PROBLEMS:
#1 Name every artist that the artistic analysis text mentions by name.
#2 Reproduce a passage from the artistic analysis text verbatim. Begin at the words "Armadillo For Your" and stop after "they are witnessing.".

Artistic Analysis
The artist Joshua Sofaer developed a structure for analysis
of art, which comprises seven aspects of ‘conversation’ which takes place
during enquiry. In the context of performance studies, this allows us an
insight into the ways in which contemporary artists and artworks incorporate
elements of performance into their structure.
Section One: Artist
Joseph Beuys believed that ‘Everyone is an artist’, or, that
we should all harness our individual potential to view the world around us with
the same tools we use to respond to art.
In Oleg Kulik’s Armadillo
For Your Show, the artist becomes an object, but, by the inclusion of the
body in art, the object/artist becomes a performance. Rebecca Horn, in Performances I & II explored the
relationship of the body to the space in work for camera; however in this case
it is the remnants of the performance (the artwork and the objects) which have become artworks
in their own right.
Armadillo For Your Show
Image Source: tate.org.uk
Section Two: Audience
We attend art events for myriad reasons, but, as previously
discussed, the concept of an audience for art is a testament to a human need
for collective witness. In many respects art can only be considered to be ‘complete’
once the reciprocal gaze of an audience has acknowledged it.
Guillermo Gomez-Pena used the audience themselves as
performers in an artistic installation entitled Ex Centris (A Living Diorama of Fetishized Others), and Richard Layzell took the concept of
performance provocation to another level to attempt to understand how the
audience interprets what they are witnessing.
Ex Centris
Image Source: tate.org.uk
Section Three: Form
The ‘form’ of a work can be understood as the arrangement of
the parts, and how they manifest. Form is at the heart of perFORMance
In the context of performance studies, performance can be an
element of an artwork, or the principle form itself. Performance art could be
seen as a reaction to the commercial art market in its ephemerality; by
dematerialising the ‘object’ performance art subverts the reproductive economic
model.

STORED ROWS:
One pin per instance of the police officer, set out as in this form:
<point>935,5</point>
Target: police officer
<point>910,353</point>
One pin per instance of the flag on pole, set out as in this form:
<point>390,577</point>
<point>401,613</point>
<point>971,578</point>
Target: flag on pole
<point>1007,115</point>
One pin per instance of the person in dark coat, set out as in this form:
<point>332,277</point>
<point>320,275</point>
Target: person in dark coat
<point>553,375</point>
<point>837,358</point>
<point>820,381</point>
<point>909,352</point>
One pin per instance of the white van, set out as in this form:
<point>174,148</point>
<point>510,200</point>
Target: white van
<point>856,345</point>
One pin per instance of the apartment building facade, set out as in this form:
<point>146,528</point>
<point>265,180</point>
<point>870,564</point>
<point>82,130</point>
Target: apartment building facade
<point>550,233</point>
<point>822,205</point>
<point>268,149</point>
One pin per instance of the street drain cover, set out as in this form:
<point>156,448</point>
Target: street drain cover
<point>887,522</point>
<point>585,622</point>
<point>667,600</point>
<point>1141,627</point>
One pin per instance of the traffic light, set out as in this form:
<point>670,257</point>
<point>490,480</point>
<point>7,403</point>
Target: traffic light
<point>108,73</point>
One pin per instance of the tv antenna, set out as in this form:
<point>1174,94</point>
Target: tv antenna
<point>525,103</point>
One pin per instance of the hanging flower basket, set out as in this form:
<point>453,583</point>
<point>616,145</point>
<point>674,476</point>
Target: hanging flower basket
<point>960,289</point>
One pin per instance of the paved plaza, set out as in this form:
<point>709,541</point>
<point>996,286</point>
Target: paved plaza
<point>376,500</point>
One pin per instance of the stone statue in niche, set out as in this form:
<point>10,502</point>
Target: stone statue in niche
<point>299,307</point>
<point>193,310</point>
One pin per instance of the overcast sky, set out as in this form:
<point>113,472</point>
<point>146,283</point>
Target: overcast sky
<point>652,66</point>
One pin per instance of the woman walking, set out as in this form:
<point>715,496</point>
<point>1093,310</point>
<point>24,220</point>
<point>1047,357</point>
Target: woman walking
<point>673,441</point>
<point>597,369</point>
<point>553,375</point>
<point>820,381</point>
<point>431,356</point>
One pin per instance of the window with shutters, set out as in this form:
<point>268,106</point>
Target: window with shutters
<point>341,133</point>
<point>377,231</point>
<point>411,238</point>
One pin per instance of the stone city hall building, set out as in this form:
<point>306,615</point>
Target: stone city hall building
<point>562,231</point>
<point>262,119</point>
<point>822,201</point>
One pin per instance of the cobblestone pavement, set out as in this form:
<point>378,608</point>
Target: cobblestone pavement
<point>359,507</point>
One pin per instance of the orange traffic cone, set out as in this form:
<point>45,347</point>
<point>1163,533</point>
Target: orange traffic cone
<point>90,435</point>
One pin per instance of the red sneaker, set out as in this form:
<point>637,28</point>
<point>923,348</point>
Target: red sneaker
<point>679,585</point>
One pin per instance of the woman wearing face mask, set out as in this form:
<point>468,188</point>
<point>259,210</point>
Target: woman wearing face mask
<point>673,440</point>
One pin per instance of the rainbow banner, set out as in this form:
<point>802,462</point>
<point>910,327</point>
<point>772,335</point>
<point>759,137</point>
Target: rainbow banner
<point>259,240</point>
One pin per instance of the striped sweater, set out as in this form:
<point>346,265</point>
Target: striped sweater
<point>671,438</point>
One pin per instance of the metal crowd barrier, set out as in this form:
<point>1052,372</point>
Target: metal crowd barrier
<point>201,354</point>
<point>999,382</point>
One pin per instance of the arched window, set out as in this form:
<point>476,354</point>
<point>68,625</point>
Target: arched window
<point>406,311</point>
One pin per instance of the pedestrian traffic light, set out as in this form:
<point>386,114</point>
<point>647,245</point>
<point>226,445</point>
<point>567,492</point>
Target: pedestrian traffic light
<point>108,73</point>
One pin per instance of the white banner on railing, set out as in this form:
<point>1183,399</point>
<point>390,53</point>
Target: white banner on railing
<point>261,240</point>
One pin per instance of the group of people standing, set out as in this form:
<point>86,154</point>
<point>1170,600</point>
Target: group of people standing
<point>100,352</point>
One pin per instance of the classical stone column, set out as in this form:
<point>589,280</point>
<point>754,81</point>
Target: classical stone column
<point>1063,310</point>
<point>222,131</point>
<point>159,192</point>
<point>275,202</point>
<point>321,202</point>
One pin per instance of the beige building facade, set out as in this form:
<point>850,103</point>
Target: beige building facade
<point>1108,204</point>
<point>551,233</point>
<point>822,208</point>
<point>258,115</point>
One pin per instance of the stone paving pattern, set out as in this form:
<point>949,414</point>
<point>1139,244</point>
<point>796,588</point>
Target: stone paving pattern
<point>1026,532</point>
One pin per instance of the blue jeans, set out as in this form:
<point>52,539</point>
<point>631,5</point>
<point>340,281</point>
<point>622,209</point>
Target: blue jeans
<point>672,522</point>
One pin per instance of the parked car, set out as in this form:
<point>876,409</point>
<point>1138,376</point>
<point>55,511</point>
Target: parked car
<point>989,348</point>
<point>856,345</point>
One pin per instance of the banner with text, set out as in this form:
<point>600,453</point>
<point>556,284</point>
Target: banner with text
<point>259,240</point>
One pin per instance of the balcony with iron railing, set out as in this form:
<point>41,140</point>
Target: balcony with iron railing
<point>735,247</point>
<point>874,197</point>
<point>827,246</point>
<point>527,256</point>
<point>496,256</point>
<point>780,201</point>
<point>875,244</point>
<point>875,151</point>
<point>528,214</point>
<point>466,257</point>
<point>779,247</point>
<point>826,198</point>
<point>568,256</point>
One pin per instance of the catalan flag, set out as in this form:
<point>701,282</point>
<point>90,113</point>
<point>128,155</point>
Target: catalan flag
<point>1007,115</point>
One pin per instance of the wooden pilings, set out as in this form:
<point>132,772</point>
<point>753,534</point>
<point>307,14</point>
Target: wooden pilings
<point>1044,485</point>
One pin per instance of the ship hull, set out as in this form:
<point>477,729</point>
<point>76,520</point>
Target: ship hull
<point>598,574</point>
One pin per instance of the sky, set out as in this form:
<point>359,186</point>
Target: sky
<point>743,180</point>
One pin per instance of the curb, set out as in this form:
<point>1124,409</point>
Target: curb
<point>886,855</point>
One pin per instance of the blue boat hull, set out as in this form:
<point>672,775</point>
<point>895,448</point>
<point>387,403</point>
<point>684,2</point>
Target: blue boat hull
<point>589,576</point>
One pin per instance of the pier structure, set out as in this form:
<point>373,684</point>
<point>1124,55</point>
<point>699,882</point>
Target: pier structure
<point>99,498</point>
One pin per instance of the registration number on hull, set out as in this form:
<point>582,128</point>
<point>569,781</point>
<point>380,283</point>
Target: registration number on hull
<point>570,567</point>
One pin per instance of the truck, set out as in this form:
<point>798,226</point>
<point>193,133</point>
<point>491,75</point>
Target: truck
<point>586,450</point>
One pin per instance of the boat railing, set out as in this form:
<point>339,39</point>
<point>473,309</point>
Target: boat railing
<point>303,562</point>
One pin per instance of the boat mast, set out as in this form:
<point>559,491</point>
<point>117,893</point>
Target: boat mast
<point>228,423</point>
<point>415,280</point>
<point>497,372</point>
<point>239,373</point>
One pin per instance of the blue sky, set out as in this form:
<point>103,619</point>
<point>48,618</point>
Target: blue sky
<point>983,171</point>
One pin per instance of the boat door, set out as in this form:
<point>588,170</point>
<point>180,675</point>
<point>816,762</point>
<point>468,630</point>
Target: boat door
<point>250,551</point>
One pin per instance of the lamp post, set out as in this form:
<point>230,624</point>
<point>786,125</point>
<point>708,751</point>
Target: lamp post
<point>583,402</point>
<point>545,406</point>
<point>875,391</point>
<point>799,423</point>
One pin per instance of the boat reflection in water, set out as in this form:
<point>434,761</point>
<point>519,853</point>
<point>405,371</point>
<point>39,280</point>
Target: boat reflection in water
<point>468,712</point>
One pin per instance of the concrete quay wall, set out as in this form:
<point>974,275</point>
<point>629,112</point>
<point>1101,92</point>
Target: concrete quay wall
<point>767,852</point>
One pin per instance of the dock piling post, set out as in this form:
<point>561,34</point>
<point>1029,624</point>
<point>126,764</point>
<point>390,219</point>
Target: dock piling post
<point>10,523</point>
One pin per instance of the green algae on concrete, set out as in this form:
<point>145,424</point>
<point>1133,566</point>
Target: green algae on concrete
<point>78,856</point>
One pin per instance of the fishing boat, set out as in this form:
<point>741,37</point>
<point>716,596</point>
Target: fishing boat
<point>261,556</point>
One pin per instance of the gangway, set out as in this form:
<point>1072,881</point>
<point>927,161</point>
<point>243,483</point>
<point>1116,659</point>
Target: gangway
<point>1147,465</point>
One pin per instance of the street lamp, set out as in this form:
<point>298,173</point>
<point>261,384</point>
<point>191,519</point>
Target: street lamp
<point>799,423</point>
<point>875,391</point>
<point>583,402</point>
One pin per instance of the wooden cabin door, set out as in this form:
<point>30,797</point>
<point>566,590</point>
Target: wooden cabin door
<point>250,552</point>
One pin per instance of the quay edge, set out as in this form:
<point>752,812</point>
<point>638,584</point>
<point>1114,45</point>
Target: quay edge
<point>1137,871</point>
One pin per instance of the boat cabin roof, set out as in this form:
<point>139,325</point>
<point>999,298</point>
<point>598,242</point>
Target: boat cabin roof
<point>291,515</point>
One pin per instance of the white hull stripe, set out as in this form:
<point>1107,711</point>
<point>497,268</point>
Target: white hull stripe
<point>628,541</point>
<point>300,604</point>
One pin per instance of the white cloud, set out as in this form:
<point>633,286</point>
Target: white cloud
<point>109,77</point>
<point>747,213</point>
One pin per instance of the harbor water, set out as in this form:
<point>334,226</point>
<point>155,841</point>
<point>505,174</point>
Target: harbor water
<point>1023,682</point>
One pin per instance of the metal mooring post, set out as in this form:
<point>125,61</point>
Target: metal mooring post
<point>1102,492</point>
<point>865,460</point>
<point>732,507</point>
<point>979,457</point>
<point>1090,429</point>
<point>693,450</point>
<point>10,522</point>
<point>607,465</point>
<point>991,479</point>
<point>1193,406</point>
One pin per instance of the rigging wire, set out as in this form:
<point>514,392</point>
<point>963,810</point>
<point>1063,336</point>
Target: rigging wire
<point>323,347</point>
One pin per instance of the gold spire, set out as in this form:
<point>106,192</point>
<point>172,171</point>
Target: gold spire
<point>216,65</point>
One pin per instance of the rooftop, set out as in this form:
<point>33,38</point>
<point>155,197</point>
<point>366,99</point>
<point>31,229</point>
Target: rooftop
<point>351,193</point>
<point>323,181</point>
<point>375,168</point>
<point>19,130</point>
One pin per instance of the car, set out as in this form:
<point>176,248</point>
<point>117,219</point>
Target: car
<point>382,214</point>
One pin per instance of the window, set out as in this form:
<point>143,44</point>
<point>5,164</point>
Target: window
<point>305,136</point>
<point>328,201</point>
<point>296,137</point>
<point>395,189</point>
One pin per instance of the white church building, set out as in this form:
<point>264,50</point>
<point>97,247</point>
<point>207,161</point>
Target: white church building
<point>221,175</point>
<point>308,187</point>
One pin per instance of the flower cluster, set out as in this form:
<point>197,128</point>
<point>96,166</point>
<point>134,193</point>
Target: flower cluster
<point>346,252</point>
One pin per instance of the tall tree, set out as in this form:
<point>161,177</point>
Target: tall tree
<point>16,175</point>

TASK RESULTS:
#1 Joshua Sofaer, Joseph Beuys, Oleg Kulik, Rebecca Horn, Guillermo Gomez-Pena, Richard Layzell

#2
Armadillo For Your Show
Image Source: tate.org.uk
Section Two: Audience
We attend art events for myriad reasons, but, as previously
discussed, the concept of an audience for art is a testament to a human need
for collective witness. In many respects art can only be considered to be ‘complete’
once the reciprocal gaze of an audience has acknowledged it.
Guillermo Gomez-Pena used the audience themselves as
performers in an artistic installation entitled Ex Centris (A Living Diorama of Fetishized Others), and Richard Layzell took the concept of
performance provocation to another level to attempt to understand how the
audience interprets what they are witnessing.